- _WORK INSTRUCTIONS_
Only some lines are wanted. Transcribe, exactly, the lines below from the line with "# test: pointer drops one pin on the tall" up to and including the line with "# test: pointer drops one pin on the small".

[Start of Attachment]

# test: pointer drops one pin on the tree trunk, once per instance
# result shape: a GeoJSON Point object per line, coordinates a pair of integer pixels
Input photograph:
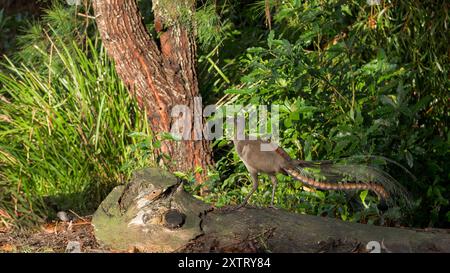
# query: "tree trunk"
{"type": "Point", "coordinates": [159, 77]}
{"type": "Point", "coordinates": [154, 214]}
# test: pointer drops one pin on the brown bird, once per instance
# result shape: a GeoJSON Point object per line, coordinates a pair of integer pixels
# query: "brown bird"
{"type": "Point", "coordinates": [338, 176]}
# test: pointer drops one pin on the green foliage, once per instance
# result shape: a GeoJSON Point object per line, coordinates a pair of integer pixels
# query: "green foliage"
{"type": "Point", "coordinates": [67, 136]}
{"type": "Point", "coordinates": [349, 85]}
{"type": "Point", "coordinates": [350, 78]}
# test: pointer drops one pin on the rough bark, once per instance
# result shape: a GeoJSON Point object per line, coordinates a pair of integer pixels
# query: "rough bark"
{"type": "Point", "coordinates": [154, 214]}
{"type": "Point", "coordinates": [159, 76]}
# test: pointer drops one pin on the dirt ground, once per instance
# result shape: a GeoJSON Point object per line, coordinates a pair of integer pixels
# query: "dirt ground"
{"type": "Point", "coordinates": [53, 237]}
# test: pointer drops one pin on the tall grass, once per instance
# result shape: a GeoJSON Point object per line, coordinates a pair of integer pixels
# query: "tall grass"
{"type": "Point", "coordinates": [67, 136]}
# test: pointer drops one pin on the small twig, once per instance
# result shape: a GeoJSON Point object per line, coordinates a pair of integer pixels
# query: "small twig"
{"type": "Point", "coordinates": [71, 211]}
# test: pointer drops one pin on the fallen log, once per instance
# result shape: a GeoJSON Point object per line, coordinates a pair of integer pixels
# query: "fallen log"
{"type": "Point", "coordinates": [153, 213]}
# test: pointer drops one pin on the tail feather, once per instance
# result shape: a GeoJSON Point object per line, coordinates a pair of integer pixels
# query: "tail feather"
{"type": "Point", "coordinates": [326, 185]}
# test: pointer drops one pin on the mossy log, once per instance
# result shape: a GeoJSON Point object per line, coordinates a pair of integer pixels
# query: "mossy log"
{"type": "Point", "coordinates": [153, 213]}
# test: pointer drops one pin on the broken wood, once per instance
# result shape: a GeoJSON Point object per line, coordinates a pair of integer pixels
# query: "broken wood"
{"type": "Point", "coordinates": [153, 213]}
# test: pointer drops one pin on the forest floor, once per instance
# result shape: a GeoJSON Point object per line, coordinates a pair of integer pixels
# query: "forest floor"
{"type": "Point", "coordinates": [76, 236]}
{"type": "Point", "coordinates": [54, 237]}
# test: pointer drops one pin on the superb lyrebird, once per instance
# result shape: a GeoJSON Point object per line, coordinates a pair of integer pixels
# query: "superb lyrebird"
{"type": "Point", "coordinates": [261, 156]}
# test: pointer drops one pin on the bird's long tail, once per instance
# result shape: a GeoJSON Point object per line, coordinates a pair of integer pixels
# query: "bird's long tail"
{"type": "Point", "coordinates": [325, 185]}
{"type": "Point", "coordinates": [348, 175]}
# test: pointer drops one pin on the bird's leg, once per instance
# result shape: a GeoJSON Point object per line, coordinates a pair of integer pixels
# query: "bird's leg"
{"type": "Point", "coordinates": [254, 176]}
{"type": "Point", "coordinates": [274, 186]}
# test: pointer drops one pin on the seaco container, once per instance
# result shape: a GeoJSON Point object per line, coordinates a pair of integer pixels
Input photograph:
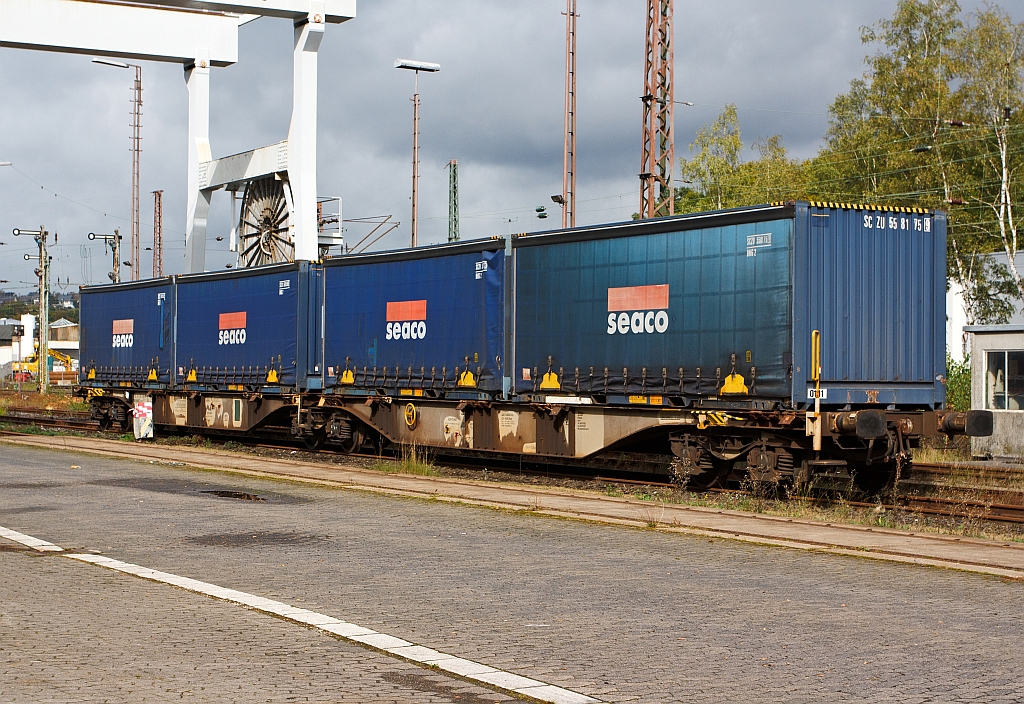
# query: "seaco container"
{"type": "Point", "coordinates": [416, 319]}
{"type": "Point", "coordinates": [127, 331]}
{"type": "Point", "coordinates": [724, 304]}
{"type": "Point", "coordinates": [238, 327]}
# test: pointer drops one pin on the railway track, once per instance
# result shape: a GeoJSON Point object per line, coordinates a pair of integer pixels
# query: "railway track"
{"type": "Point", "coordinates": [997, 503]}
{"type": "Point", "coordinates": [54, 420]}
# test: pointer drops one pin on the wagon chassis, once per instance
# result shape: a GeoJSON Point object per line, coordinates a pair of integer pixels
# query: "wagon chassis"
{"type": "Point", "coordinates": [700, 446]}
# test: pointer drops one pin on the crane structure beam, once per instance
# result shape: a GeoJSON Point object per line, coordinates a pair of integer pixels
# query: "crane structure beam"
{"type": "Point", "coordinates": [657, 160]}
{"type": "Point", "coordinates": [332, 11]}
{"type": "Point", "coordinates": [130, 32]}
{"type": "Point", "coordinates": [200, 35]}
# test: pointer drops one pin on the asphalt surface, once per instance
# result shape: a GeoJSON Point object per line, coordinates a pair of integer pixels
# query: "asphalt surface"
{"type": "Point", "coordinates": [616, 613]}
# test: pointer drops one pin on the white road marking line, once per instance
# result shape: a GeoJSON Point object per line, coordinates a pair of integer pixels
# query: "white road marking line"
{"type": "Point", "coordinates": [36, 543]}
{"type": "Point", "coordinates": [350, 631]}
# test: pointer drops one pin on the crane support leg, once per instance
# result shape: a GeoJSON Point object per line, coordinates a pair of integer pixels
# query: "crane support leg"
{"type": "Point", "coordinates": [302, 135]}
{"type": "Point", "coordinates": [198, 81]}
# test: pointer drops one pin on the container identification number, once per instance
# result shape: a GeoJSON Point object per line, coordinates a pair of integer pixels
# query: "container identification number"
{"type": "Point", "coordinates": [893, 222]}
{"type": "Point", "coordinates": [640, 321]}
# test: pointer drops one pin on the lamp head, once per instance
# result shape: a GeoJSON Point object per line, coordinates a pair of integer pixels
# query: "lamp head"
{"type": "Point", "coordinates": [417, 66]}
{"type": "Point", "coordinates": [108, 61]}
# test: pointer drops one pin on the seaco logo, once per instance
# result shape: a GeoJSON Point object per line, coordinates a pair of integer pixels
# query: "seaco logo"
{"type": "Point", "coordinates": [638, 309]}
{"type": "Point", "coordinates": [232, 328]}
{"type": "Point", "coordinates": [124, 333]}
{"type": "Point", "coordinates": [406, 320]}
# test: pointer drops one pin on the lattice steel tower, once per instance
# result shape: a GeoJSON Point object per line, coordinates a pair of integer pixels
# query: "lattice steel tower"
{"type": "Point", "coordinates": [568, 164]}
{"type": "Point", "coordinates": [136, 155]}
{"type": "Point", "coordinates": [658, 145]}
{"type": "Point", "coordinates": [158, 233]}
{"type": "Point", "coordinates": [454, 201]}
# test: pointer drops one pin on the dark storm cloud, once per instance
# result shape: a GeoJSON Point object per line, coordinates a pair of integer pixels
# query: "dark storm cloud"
{"type": "Point", "coordinates": [496, 106]}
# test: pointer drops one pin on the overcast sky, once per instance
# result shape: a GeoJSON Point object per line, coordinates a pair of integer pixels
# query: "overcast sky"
{"type": "Point", "coordinates": [496, 105]}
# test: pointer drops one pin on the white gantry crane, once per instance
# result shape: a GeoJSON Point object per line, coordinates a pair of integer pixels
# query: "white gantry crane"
{"type": "Point", "coordinates": [280, 217]}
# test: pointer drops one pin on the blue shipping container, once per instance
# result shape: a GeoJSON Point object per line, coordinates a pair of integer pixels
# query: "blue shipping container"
{"type": "Point", "coordinates": [630, 302]}
{"type": "Point", "coordinates": [233, 327]}
{"type": "Point", "coordinates": [675, 304]}
{"type": "Point", "coordinates": [126, 330]}
{"type": "Point", "coordinates": [416, 316]}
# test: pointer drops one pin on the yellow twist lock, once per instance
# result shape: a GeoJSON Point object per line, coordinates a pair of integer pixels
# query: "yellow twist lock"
{"type": "Point", "coordinates": [412, 414]}
{"type": "Point", "coordinates": [734, 385]}
{"type": "Point", "coordinates": [467, 381]}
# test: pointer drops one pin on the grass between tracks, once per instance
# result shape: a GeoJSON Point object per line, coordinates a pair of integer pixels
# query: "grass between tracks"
{"type": "Point", "coordinates": [412, 460]}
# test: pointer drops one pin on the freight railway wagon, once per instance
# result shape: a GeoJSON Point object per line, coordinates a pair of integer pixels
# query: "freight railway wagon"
{"type": "Point", "coordinates": [800, 341]}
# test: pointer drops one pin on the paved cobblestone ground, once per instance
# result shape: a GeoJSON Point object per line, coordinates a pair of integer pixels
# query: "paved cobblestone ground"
{"type": "Point", "coordinates": [620, 614]}
{"type": "Point", "coordinates": [71, 632]}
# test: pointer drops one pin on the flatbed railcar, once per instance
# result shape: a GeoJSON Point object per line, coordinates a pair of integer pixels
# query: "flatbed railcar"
{"type": "Point", "coordinates": [798, 342]}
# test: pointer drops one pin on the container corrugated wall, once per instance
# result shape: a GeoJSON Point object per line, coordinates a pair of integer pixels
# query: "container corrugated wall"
{"type": "Point", "coordinates": [127, 327]}
{"type": "Point", "coordinates": [686, 298]}
{"type": "Point", "coordinates": [416, 317]}
{"type": "Point", "coordinates": [873, 283]}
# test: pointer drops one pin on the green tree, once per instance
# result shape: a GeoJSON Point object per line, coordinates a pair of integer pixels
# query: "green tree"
{"type": "Point", "coordinates": [712, 170]}
{"type": "Point", "coordinates": [926, 126]}
{"type": "Point", "coordinates": [717, 176]}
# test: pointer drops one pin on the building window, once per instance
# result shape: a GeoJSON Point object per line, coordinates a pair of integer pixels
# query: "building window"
{"type": "Point", "coordinates": [1005, 381]}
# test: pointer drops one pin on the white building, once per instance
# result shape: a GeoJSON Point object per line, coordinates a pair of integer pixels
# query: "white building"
{"type": "Point", "coordinates": [997, 385]}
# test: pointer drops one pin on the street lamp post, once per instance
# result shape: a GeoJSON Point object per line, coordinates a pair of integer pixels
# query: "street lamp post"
{"type": "Point", "coordinates": [42, 361]}
{"type": "Point", "coordinates": [136, 155]}
{"type": "Point", "coordinates": [115, 242]}
{"type": "Point", "coordinates": [430, 69]}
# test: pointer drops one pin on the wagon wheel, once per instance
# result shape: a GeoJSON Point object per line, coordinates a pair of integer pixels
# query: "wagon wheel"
{"type": "Point", "coordinates": [314, 442]}
{"type": "Point", "coordinates": [263, 224]}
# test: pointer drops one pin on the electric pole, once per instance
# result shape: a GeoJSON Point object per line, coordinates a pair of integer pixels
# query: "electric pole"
{"type": "Point", "coordinates": [658, 145]}
{"type": "Point", "coordinates": [568, 163]}
{"type": "Point", "coordinates": [114, 240]}
{"type": "Point", "coordinates": [42, 357]}
{"type": "Point", "coordinates": [454, 201]}
{"type": "Point", "coordinates": [416, 67]}
{"type": "Point", "coordinates": [158, 233]}
{"type": "Point", "coordinates": [136, 155]}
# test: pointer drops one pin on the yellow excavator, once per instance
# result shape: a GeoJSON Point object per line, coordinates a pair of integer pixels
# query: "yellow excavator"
{"type": "Point", "coordinates": [29, 367]}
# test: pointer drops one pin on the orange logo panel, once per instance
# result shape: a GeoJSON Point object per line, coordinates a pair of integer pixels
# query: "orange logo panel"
{"type": "Point", "coordinates": [232, 320]}
{"type": "Point", "coordinates": [638, 298]}
{"type": "Point", "coordinates": [400, 311]}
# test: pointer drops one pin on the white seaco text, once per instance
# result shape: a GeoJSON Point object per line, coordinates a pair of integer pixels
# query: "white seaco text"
{"type": "Point", "coordinates": [640, 321]}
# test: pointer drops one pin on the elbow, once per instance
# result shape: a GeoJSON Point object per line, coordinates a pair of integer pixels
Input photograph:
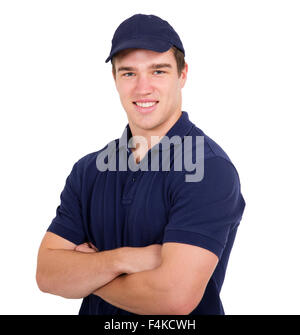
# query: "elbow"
{"type": "Point", "coordinates": [182, 303]}
{"type": "Point", "coordinates": [41, 283]}
{"type": "Point", "coordinates": [47, 286]}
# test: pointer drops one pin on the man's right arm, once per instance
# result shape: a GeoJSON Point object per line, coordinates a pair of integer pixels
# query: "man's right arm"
{"type": "Point", "coordinates": [63, 271]}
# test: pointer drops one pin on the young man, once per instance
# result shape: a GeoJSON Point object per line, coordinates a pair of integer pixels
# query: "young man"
{"type": "Point", "coordinates": [141, 240]}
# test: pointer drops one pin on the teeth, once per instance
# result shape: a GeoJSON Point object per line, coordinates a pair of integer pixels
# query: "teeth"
{"type": "Point", "coordinates": [145, 104]}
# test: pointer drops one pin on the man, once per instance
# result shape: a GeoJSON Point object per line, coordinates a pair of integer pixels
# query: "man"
{"type": "Point", "coordinates": [136, 240]}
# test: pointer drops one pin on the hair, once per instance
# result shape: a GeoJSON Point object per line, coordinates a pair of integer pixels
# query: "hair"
{"type": "Point", "coordinates": [178, 54]}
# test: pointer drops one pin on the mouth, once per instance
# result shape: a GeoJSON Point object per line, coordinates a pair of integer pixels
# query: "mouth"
{"type": "Point", "coordinates": [145, 107]}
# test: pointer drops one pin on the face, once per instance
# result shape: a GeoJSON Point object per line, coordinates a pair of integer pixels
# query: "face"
{"type": "Point", "coordinates": [149, 90]}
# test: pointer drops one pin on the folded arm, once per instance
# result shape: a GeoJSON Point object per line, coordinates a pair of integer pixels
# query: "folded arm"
{"type": "Point", "coordinates": [72, 271]}
{"type": "Point", "coordinates": [175, 287]}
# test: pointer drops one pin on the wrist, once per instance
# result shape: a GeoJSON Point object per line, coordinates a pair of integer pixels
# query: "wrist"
{"type": "Point", "coordinates": [120, 260]}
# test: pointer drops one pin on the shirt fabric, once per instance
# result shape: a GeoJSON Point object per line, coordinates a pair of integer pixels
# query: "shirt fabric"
{"type": "Point", "coordinates": [114, 209]}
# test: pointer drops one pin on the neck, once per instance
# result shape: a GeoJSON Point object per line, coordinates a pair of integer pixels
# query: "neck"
{"type": "Point", "coordinates": [151, 136]}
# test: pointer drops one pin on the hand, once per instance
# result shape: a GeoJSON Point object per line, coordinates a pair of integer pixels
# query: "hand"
{"type": "Point", "coordinates": [143, 258]}
{"type": "Point", "coordinates": [86, 247]}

[End of Attachment]

- _RESULT FOR THIS EXERCISE_
# test: pointer drops one pin on the tall grass, once per instance
# result shape: a GeoJSON Point object per line, coordinates a pair of integer pixels
# query: "tall grass"
{"type": "Point", "coordinates": [67, 136]}
# test: pointer drops one pin on the small twig, once per instance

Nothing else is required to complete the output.